Quoted text =>
I just want to underscore the law at fault instead of fueling partisanship.

[0] https://www.congress.gov/bill/114th-congress/house-bill/158

2 comments

>But he said he had never had a problem visiting the US before.

Has he visited the US between that law passing and before Trumps ban without any issues?

From the aftenposten[1] article he was in the US last year, after the law was passed, with same passport and the same stamp and was not stopped or questioned about it.

[1]http://www.aftenposten.no/verden/Bondevik-hadde-iransk-stemp...

If anyone has more knowledge about this let me know but...

I think the decisions about who to detain are typically arbitrary and decided by that particular agent at the time.

Difficult to believe that a junior agent dares to stop someone with a Norwegian diplomatic passport.
Not if he's been told by everyone from his immediate superior right on up to the President to stop EVERYONE!!! with an Iranian stamp.
"Please step over here, sir, while I contact my supervisor" is about what I'd expect at worst from a junior agent in this situation.
I kind of agree. I don't know how the process works which is why I'm asking for someone more knowledgeable. But my current understanding is that is how it is done.
So you mean that terrorists just need to create officially looking Norwegian diplomatic passports?
Or pretend to have lost their passport and get a new passport without stamp. Or get a secondary passport that's made available by most governments because of issues like this one.

But you are right in principle. Letting people through because they look important is a big security hole.

There's not a whole lot that border control can do to stop people who are good at making fake passports though.
It could be the change in Admin has prompted them to simply be more diligent about enforcement.

Also detaining the former Norwegian PM would make it look less like they're targeting specific groups.

>Has he visited the US between that law passing and before Trumps ban without any issues?

Doesn't say much, as it only takes a random border idiot to get into that situation -- so you might, or might not, even if before you were coming in without issue.

Yes, same far from defending Trump. But in theory, if DHS would have followed the Obama bill, he should have denied him entry as he can't use VWP anymore.
You are aware that getting a new, clean passport without any trace of his visit to Iran would have cost him less than the efforts of going through, say, getting an ESTA in place?

If customs is triggered by what countries one has visited in the past, know that only someone who has means no harm has these in his or her passport. All others will remove this evidence prior to flying...

I'm surprised he didn't have a second diplomatic passport.

I've always had two standard US Blue passports. All I was required to do to get them was write a explanation as to why I needed it and await approval. The most common reason is travel to Israel and other Middle Eastern countries, keeping them separate reduces some of the headaches.

FWIW, Israel no longer stamps passports.
But do they check the stamps you have?
Ah, haven't been in a few years. Is it because of the above issue?
My understanding is that it was because US travelers with an Israel stamp would have trouble if later trying to visit a country not friendly toward Israel.

I was just there last summer. They gave me a bar-coded receipt in lieu of the passport stamp.

There's still an issue that if you visit Jordan from Israel you get a stamp from Jordan that states the entry point.

I had a conversation about this yesterday and I assumed USA keeps a database of your entries into other countries thus ending this new passport hack. Can anyone confirm this?
How would the US know if a non-US citizen entered Iran if there is no stamp? Keep in mind that this law does not apply to US citizens.

What is being asked =>
Answer these about the comment thread on the passport stamp:
1. According to the aftenposten article, when was he last in the US?
2. What did the commenter who was in Israel last summer receive in place of a passport stamp?
3. What does a visitor get on entering Jordan from Israel?
The material plays no part in this.

Provided material =>
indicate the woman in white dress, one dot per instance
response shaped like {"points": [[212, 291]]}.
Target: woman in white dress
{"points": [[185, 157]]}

Solution to the exercise =>
1. Last year, after the law was passed, with the same passport and the same stamp.
2. A bar-coded receipt.
3. A stamp from Jordan that states the entry point.